Records from a collection
--------
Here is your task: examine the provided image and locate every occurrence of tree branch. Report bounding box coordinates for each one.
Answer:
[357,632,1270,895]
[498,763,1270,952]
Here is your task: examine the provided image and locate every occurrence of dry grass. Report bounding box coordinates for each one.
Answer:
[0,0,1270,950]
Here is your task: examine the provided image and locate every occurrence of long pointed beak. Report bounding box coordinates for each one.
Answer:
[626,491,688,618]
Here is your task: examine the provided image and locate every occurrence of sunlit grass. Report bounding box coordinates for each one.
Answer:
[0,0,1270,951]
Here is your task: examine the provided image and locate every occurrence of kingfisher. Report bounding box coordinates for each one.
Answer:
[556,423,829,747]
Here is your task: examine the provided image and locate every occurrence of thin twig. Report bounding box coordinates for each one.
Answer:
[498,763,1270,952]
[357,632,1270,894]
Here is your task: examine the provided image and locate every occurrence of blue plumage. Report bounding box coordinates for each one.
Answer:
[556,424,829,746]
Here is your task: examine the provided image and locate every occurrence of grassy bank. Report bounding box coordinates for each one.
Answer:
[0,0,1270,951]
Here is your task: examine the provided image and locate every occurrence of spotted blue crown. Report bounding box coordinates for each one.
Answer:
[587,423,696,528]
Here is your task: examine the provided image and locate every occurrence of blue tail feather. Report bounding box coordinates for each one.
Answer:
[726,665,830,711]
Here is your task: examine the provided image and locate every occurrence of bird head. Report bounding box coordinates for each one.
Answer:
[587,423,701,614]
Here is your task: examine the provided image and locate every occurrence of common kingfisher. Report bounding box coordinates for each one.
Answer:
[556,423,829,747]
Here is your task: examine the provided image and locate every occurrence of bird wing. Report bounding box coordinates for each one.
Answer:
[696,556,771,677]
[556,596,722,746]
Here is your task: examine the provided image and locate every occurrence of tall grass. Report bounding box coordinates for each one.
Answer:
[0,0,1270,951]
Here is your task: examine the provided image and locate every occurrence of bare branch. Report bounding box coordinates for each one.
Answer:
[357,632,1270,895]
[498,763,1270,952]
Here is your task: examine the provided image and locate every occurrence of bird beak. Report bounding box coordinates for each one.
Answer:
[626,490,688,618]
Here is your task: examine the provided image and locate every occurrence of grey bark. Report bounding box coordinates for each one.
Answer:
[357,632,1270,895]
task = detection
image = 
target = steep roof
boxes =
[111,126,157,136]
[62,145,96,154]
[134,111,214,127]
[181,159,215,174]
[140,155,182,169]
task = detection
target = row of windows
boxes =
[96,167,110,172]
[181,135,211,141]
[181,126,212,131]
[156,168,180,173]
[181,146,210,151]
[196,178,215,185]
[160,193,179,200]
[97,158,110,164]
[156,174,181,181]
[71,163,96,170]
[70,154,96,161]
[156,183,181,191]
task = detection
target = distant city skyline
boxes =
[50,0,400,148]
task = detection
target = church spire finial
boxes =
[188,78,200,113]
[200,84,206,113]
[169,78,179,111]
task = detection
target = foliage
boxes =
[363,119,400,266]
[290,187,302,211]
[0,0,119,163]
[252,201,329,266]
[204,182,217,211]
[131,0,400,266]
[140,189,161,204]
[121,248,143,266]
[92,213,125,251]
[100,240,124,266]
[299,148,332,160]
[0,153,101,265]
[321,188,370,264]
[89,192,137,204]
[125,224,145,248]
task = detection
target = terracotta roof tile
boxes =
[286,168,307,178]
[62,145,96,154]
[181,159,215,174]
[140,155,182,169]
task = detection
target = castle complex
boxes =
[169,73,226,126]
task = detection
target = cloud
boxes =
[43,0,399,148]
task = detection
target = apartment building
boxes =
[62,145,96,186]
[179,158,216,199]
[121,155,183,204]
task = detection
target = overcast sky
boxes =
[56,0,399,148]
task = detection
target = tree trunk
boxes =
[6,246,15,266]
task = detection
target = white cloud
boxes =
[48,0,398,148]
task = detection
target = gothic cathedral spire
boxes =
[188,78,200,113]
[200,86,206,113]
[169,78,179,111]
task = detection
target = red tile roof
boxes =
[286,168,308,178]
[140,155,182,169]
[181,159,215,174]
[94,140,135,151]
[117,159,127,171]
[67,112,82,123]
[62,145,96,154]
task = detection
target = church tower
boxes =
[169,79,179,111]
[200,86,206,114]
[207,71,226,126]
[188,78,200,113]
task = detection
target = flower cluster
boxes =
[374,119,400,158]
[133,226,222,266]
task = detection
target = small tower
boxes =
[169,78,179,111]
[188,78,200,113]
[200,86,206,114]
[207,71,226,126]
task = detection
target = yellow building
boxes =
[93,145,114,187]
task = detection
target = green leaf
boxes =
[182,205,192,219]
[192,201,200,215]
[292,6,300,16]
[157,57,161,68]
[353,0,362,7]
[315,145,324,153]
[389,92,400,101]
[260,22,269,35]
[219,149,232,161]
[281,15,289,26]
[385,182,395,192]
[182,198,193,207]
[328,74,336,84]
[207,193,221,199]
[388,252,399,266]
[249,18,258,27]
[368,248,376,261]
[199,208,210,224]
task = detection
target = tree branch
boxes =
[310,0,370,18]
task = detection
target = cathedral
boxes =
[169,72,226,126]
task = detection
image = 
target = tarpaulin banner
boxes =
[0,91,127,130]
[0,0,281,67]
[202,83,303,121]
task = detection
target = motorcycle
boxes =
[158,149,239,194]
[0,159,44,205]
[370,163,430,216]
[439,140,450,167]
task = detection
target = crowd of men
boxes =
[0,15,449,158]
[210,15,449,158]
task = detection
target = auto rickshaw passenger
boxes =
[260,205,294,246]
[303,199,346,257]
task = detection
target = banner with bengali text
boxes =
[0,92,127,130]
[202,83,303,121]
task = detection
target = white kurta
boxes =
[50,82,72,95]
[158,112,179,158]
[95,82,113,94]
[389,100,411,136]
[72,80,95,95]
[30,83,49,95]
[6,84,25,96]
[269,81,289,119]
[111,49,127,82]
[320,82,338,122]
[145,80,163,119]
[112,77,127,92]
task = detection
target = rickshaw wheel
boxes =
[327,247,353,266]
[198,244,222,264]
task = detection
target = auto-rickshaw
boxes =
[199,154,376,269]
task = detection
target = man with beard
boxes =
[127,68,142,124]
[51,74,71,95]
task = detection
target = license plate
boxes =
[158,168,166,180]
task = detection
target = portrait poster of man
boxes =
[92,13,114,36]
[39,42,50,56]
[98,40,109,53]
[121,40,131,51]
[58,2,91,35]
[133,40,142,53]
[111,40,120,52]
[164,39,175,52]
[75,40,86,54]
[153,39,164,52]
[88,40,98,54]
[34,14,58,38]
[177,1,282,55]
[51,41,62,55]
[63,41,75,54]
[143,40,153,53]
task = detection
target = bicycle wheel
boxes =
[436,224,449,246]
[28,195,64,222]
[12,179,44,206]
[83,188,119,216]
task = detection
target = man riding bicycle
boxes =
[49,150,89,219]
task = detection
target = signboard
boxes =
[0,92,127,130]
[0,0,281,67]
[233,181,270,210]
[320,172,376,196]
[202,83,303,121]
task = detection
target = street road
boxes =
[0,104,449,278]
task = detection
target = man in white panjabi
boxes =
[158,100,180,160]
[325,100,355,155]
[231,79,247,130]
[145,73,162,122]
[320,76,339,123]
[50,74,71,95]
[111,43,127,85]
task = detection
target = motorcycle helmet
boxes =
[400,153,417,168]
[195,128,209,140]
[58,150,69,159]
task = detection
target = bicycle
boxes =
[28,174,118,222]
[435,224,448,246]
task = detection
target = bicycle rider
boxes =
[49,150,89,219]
--------
= SHORT EXERCISE =
Reproduce all of the material above, replacing "examine the provided image" with "inspect the given image" wherever it occurs and leaving everything else unchanged.

= EXERCISE RESPONSE =
Here is your task: inspect the given image and locate every occurrence of tree branch. Report bounding box coordinates for each one.
Answer:
[357,632,1270,895]
[498,763,1270,952]
Here is your task: inspect the given image and locate every occurrence of dry grass. Report bounding box coordinates for each one.
Answer:
[0,0,1270,950]
Here is your task: inspect the given image and locate every occurrence of long pointed beak. Report bounding box coordinates for each one.
Answer:
[626,491,688,618]
Here is your task: inspect the given image and locate every occurrence of sunlit grass. Report bounding box coordinates for each one.
Answer:
[0,0,1270,951]
Here is your task: inspect the given image and locate every occurrence of kingfisher. Report bounding box coordinates for each one.
Answer:
[556,423,829,747]
Here is your task: inspect the given image and locate every occurrence of thin twig. Report bounding box coordinates for each one.
Answer:
[498,763,1270,952]
[357,632,1270,894]
Here is your task: inspect the given image and locate every occurrence of blue plumage. Report bounding box coordinates for each one.
Answer:
[556,424,829,746]
Here is your task: inspect the given image and locate every occurrence of grassy bank. Report bounding box coordinates for each one.
Answer:
[0,0,1270,951]
Here is your task: inspect the given image and locate every occurrence of spotted blue crown. Report bounding box coordinates for each one.
Answer:
[587,423,696,528]
Here is your task: inspect the given image and locate every occurrence of blue tail feather. Report bounding box coordinates for each one.
Answer:
[726,665,830,711]
Here is your task: inspect the given image and locate every occurrence of bird head. Report bounding box coordinates for each one.
Answer:
[587,423,701,614]
Here is your task: inspect the given image and locate every occurrence of common kingfisher. Report bounding box coordinates for each one.
Answer:
[556,423,829,747]
Here is your task: inspect the given image and locate every occurrence of bird wing. Report bounding box coordinates for each one.
Answer:
[696,556,771,677]
[556,596,722,746]
Here is your task: inspect the given image and locate every occurrence of tall grass. Report bounding box coordinates for each one.
Answer:
[0,0,1270,951]
Here is your task: inspect the given image and locate every occurrence of bare branch. Report bounding box coordinates for each one.
Answer:
[357,632,1270,895]
[498,763,1270,952]
Here is your task: inspect the given image and locate every occurrence of bird beak. Report bounding box coordinates for each one.
Answer:
[626,490,688,618]
Here is your task: inspect the given image and locate every occurrence of grey bark. Report bounding box coordinates for each one.
Answer:
[357,632,1270,895]
task = detection
image = 
target = steep roof
boxes =
[111,126,157,136]
[62,145,96,154]
[134,111,214,127]
[181,159,215,174]
[140,155,182,169]
task = detection
target = row of windows
boxes =
[96,167,110,172]
[181,135,211,141]
[181,126,212,131]
[156,168,180,173]
[181,146,210,151]
[196,178,215,185]
[160,193,179,200]
[97,158,110,164]
[156,174,181,181]
[71,163,96,170]
[70,154,96,161]
[156,183,181,191]
task = detection
target = distant city skyline
boxes =
[50,0,400,148]
task = detection
target = church spire finial
boxes =
[188,78,200,113]
[200,84,206,113]
[169,78,179,111]
task = detection
target = foliage
boxes =
[363,119,400,266]
[290,187,302,211]
[0,0,119,163]
[252,201,329,266]
[204,182,217,211]
[131,0,400,266]
[140,189,161,204]
[121,248,143,266]
[92,213,125,251]
[100,240,124,266]
[299,148,332,160]
[0,153,101,265]
[321,188,370,264]
[89,192,137,204]
[125,224,145,248]
task = detection
target = terracotta roof tile
boxes =
[286,168,307,178]
[62,145,96,154]
[181,159,215,174]
[140,155,182,169]
task = detection
target = castle complex
boxes =
[169,73,226,126]
task = detection
target = cloud
boxes =
[43,0,399,148]
task = detection
target = apartment building
boxes =
[62,145,96,186]
[179,158,216,199]
[121,155,183,204]
task = detection
target = overcast sky
boxes =
[56,0,399,148]
task = detection
target = tree trunk
boxes =
[6,246,15,266]
task = detection
target = white cloud
boxes =
[48,0,398,148]
task = detection
target = gothic cathedral spire
boxes =
[188,78,200,113]
[200,86,206,113]
[169,78,179,111]
task = detection
target = red tile roof
boxes =
[286,168,308,178]
[140,155,182,169]
[181,159,215,174]
[94,140,135,151]
[117,159,127,171]
[67,112,82,123]
[62,145,96,154]
task = detection
target = church tower
boxes =
[169,79,179,111]
[200,86,206,114]
[207,71,226,126]
[188,78,200,113]
task = detection
target = flower cluster
boxes =
[374,119,400,158]
[133,226,222,266]
task = detection
target = small tower
boxes =
[169,78,179,111]
[188,78,200,113]
[200,86,206,114]
[207,71,226,126]
task = detection
target = yellow building
boxes =
[93,145,114,187]
task = detection
target = green leaf
boxes =
[182,205,192,219]
[192,201,200,215]
[292,6,300,16]
[157,57,161,68]
[353,0,362,7]
[315,145,324,153]
[389,92,400,101]
[260,22,269,35]
[219,149,232,161]
[281,15,289,26]
[385,182,395,192]
[182,198,193,207]
[328,74,336,84]
[207,193,221,199]
[388,252,399,266]
[249,18,258,27]
[368,248,376,261]
[199,208,210,224]
task = detection
target = tree branch
boxes =
[310,0,370,18]
task = detection
target = cathedral
boxes =
[169,72,226,126]
task = detection
image = 
target = tarpaulin banner
boxes =
[0,91,127,130]
[0,0,281,67]
[202,83,303,121]
task = detection
target = motorcycle
boxes =
[158,149,239,194]
[0,159,44,205]
[370,163,430,216]
[439,140,450,167]
task = detection
target = crowd of men
boxes =
[0,15,449,158]
[210,15,449,158]
task = detection
target = auto rickshaw passenger
boxes =
[260,205,294,246]
[303,199,346,257]
task = detection
target = banner with bengali text
boxes =
[0,92,127,130]
[202,83,303,121]
task = detection
target = white kurta
boxes =
[50,82,72,95]
[158,112,179,158]
[95,82,113,94]
[389,100,411,136]
[72,80,95,95]
[30,83,49,95]
[6,84,25,96]
[269,81,289,119]
[111,49,127,82]
[320,82,338,122]
[145,80,163,119]
[112,77,127,92]
task = detection
target = rickshaw wheel
boxes =
[327,247,353,266]
[198,244,222,264]
task = detection
target = auto-rickshaw
boxes =
[199,154,376,269]
task = detection
target = man with beard
boxes =
[127,68,142,124]
[51,74,71,95]
task = detection
target = license plate
boxes =
[158,168,166,180]
task = detection
target = portrait poster of man
boxes =
[92,13,114,36]
[39,42,50,56]
[98,40,109,53]
[121,40,131,51]
[58,2,91,35]
[133,40,142,53]
[111,40,120,52]
[164,39,175,52]
[75,40,86,54]
[153,39,164,52]
[88,40,98,54]
[34,14,58,38]
[177,1,282,55]
[51,41,62,55]
[63,41,75,54]
[143,40,153,53]
task = detection
target = bicycle wheel
boxes =
[436,224,449,246]
[28,195,64,222]
[12,179,44,206]
[83,188,119,216]
task = detection
target = man riding bicycle
boxes =
[49,150,89,219]
task = detection
target = signboard
boxes =
[0,92,127,130]
[0,0,281,67]
[233,181,270,210]
[320,172,376,196]
[202,83,303,121]
task = detection
target = street road
boxes =
[0,104,449,278]
task = detection
target = man in white panjabi
boxes =
[158,100,180,160]
[325,100,355,155]
[231,79,247,130]
[145,73,162,122]
[320,76,339,123]
[50,74,71,95]
[111,43,127,85]
task = detection
target = motorcycle helmet
boxes =
[400,153,417,168]
[195,128,209,140]
[58,150,69,159]
task = detection
target = bicycle
boxes =
[28,174,118,222]
[435,224,448,246]
task = detection
target = bicycle rider
boxes =
[49,150,89,219]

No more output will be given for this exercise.